• **SET EXERCISE**
Count the lines in the material below that contain the string "crowd", and give only that number.

• **EXERCISE MATERIALS**
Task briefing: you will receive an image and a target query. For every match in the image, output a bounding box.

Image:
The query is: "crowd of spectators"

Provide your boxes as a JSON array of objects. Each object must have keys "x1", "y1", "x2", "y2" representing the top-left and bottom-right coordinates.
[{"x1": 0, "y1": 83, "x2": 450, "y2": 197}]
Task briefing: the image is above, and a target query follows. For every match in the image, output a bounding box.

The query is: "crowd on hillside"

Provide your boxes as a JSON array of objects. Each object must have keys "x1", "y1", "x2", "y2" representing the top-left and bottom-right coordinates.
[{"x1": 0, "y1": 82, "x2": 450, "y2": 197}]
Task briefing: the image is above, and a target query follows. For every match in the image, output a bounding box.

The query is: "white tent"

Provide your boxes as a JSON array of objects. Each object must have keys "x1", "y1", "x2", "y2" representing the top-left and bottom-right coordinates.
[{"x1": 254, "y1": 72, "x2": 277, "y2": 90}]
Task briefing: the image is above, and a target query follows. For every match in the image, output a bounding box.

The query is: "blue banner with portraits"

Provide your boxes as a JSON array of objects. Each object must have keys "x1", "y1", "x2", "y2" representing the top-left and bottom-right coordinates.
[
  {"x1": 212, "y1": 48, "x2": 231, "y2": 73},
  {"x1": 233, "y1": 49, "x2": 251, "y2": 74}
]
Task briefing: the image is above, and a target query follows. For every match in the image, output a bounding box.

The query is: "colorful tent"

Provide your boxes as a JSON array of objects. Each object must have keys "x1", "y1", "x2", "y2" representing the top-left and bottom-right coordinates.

• **EXPECTED ANSWER**
2